• **Task**
Turn the lines of the items below, starting at the line containing "Look at the photo above. For every instance of the large" and ending at the line containing "x=74, y=719", into a Markdown table with the columns Row and Item line. Number each line and leave out blank lines.

• **Material to process**
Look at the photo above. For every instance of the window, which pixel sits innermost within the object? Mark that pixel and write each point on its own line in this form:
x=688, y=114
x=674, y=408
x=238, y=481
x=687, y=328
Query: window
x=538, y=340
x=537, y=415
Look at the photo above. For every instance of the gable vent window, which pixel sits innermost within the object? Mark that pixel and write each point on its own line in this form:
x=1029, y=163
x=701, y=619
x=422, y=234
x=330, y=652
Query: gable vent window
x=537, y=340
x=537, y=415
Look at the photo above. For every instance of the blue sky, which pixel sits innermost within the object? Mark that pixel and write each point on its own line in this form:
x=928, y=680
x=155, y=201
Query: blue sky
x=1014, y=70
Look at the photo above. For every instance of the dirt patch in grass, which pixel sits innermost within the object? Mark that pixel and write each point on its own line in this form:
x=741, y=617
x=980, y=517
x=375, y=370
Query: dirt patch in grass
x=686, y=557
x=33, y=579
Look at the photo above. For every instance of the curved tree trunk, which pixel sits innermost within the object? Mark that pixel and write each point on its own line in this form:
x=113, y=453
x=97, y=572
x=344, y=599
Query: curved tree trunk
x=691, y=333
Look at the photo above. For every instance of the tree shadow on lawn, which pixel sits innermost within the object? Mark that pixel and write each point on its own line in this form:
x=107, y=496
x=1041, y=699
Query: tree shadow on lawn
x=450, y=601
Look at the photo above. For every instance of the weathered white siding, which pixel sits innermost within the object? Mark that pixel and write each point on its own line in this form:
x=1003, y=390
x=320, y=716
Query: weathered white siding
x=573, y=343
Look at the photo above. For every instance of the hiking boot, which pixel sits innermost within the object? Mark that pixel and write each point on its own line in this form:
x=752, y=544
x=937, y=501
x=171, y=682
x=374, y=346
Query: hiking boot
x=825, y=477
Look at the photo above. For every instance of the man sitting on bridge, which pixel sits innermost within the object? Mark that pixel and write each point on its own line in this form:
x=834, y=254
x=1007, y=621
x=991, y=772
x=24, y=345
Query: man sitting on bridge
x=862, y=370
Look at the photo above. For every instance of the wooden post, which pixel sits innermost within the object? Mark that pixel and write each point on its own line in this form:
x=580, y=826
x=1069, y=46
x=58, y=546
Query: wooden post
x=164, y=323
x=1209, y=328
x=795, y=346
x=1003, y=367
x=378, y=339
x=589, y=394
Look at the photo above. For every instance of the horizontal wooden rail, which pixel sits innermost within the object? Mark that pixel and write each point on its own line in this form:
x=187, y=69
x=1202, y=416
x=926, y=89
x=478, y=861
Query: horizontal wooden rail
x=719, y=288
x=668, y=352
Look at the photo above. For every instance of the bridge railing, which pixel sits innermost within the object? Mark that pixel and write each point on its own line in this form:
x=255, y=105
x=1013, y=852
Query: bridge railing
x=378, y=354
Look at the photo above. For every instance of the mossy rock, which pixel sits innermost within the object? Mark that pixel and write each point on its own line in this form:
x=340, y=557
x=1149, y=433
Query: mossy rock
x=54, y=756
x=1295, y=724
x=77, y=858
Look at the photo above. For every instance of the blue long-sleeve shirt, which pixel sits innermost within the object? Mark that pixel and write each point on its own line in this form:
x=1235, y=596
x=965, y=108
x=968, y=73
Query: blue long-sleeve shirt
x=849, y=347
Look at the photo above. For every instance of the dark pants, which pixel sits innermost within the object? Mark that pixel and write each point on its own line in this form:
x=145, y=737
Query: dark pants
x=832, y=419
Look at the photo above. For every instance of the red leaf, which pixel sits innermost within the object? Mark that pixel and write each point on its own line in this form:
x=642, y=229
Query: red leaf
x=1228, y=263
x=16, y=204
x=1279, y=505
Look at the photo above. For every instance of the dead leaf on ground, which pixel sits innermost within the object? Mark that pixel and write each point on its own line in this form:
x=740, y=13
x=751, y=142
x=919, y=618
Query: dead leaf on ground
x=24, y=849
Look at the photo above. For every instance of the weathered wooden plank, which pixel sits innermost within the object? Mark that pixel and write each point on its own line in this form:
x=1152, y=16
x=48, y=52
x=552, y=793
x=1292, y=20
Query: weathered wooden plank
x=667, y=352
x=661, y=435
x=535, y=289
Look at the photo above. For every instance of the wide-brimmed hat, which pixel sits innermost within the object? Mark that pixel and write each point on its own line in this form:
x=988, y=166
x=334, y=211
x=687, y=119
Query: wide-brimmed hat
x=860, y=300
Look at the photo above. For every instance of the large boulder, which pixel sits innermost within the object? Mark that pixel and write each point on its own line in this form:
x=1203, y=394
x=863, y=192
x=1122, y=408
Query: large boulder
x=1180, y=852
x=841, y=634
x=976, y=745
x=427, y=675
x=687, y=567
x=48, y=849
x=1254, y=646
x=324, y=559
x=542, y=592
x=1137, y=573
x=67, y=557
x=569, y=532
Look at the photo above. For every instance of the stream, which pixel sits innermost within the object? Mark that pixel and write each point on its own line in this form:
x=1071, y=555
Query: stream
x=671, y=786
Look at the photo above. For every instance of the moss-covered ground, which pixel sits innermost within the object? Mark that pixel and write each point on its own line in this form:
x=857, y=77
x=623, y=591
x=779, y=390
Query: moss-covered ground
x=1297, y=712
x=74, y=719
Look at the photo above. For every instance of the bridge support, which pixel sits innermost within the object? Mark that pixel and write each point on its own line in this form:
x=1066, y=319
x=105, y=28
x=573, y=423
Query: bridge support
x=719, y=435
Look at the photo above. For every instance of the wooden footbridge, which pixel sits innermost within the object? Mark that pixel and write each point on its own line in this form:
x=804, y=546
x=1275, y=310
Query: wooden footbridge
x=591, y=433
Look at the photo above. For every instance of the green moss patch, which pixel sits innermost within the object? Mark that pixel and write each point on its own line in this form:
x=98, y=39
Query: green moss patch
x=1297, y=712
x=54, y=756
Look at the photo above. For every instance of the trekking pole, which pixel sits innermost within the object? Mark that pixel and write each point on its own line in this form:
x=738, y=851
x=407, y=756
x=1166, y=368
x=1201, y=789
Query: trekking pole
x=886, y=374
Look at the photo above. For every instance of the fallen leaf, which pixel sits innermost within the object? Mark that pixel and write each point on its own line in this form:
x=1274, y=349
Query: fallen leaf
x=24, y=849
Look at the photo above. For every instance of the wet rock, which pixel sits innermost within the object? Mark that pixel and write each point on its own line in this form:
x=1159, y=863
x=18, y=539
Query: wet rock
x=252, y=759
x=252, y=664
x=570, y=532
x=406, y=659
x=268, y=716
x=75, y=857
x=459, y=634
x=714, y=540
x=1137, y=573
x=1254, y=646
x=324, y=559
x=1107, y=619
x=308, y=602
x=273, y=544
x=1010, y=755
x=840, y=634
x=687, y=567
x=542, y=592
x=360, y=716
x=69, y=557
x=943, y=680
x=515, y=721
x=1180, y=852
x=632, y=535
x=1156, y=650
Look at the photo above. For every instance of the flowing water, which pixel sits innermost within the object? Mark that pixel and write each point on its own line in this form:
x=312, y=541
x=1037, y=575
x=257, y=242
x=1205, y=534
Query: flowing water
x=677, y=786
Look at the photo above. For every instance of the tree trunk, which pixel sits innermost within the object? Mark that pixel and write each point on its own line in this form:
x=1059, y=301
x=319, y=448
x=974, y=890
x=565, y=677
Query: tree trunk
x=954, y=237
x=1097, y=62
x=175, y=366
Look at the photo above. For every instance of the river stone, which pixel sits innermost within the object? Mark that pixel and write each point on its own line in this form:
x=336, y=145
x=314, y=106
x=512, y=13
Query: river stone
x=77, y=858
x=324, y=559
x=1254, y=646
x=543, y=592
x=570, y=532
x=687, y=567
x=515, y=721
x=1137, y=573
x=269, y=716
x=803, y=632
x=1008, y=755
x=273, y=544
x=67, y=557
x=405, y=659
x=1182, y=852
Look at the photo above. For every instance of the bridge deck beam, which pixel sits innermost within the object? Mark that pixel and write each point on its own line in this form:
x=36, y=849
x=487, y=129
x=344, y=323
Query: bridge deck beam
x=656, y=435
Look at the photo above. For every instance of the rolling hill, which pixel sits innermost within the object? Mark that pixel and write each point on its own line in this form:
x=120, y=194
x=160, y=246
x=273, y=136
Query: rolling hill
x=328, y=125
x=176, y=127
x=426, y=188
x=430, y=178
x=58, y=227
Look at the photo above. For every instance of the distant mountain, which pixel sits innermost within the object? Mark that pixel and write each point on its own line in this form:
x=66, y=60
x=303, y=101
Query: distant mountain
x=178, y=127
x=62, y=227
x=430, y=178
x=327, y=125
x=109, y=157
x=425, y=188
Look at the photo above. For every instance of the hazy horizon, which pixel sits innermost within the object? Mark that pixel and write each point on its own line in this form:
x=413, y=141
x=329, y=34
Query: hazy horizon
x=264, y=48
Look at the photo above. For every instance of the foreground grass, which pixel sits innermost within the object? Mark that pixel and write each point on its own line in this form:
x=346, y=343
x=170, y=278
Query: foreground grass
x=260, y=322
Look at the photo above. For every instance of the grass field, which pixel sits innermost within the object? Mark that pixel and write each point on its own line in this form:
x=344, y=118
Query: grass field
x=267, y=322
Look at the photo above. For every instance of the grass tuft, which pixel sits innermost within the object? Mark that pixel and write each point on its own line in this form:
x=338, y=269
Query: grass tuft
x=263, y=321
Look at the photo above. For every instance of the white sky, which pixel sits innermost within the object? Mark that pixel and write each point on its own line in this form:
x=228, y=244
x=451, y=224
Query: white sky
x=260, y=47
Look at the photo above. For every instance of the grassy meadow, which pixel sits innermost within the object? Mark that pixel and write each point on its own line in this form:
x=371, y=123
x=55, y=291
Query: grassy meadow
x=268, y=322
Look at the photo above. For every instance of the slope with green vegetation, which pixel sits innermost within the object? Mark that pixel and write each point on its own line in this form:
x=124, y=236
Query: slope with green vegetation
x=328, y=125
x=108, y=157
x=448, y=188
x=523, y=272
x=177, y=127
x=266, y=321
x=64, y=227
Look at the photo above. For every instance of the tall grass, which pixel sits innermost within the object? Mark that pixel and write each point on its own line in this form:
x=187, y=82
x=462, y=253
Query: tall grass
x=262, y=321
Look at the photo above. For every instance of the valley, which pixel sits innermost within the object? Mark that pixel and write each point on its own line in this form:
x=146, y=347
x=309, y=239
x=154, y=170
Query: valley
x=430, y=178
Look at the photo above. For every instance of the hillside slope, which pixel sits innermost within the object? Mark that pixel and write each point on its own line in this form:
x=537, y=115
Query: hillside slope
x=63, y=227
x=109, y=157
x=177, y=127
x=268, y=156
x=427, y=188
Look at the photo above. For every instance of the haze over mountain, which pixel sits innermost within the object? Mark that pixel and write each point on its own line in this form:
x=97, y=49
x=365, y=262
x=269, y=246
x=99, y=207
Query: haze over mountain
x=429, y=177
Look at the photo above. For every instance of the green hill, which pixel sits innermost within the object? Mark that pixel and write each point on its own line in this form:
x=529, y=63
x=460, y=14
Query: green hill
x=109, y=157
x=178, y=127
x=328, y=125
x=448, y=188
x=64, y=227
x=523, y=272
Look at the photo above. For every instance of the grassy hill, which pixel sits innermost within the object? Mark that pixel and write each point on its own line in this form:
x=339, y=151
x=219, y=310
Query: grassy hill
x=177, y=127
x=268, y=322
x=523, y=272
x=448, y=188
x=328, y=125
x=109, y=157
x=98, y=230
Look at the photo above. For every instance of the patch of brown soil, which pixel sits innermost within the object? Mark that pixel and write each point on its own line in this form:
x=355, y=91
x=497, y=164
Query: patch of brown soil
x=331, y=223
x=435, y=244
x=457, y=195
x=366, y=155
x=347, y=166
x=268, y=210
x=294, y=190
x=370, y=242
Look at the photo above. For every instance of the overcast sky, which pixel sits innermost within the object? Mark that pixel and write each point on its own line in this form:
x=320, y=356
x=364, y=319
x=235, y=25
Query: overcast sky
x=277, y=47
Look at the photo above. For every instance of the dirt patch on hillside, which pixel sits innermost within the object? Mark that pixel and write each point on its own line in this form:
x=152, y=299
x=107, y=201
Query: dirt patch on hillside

• **Final result**
| Row | Item line |
|---|---|
| 1 | Look at the photo above. For every instance of the large boulder, which pixel sits innermost within the object? Mark that pixel and write each point on its own line in this form: |
| 2 | x=1203, y=394 |
| 3 | x=863, y=192 |
| 4 | x=1122, y=408 |
| 5 | Query: large boulder |
| 6 | x=1180, y=852 |
| 7 | x=841, y=634 |
| 8 | x=976, y=745 |
| 9 | x=427, y=675 |
| 10 | x=687, y=567 |
| 11 | x=48, y=849 |
| 12 | x=1254, y=646 |
| 13 | x=324, y=559 |
| 14 | x=542, y=592 |
| 15 | x=1137, y=573 |
| 16 | x=67, y=557 |
| 17 | x=569, y=532 |
| 18 | Look at the photo above. For every instance of the stream, which pixel sits innermost within the object? Mark that pixel and write each point on its own line in this form: |
| 19 | x=1071, y=555 |
| 20 | Query: stream |
| 21 | x=671, y=786 |
| 22 | Look at the photo above. For every instance of the moss-covered ground, which pixel sits innermost within the object? Mark that pixel and write each point on its own line in this form: |
| 23 | x=857, y=77 |
| 24 | x=623, y=591 |
| 25 | x=779, y=390 |
| 26 | Query: moss-covered ground |
| 27 | x=1297, y=712 |
| 28 | x=74, y=719 |